Segment Start: Dataset records

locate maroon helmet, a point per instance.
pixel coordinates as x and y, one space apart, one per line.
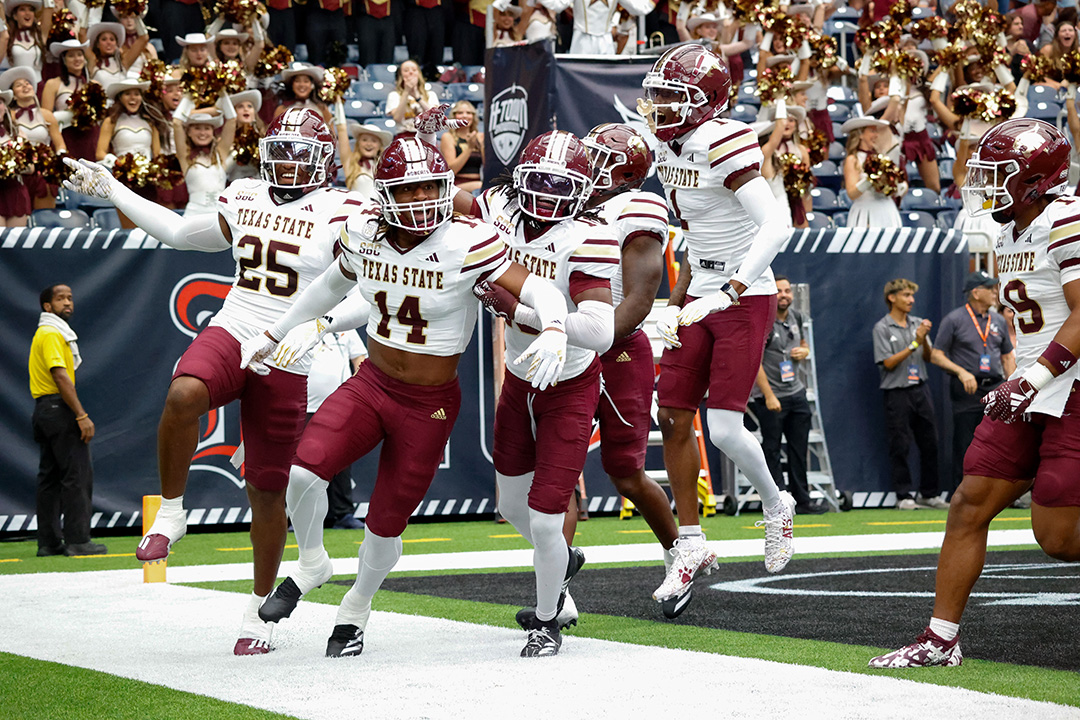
688 85
1015 163
554 177
621 159
297 152
407 161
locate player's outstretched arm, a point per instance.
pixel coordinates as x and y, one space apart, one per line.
201 232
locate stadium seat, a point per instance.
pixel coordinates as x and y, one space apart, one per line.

Segment End: Dataset records

■ What to do ■
Without the pictures, copy out each entry exactly as it stands.

■ Task solution ■
locate maroon helmet, a point per instance.
pixel coordinates as x and y, one space apart, one per line.
688 85
1015 163
554 177
621 159
297 152
407 161
locate player's outstretched arm, a point per instance.
pixel coordinates as x and y, one space apart, one per line.
201 232
locate stadium seat, a point per instance.
pixel coordinates as x and y, one space apart, one per line.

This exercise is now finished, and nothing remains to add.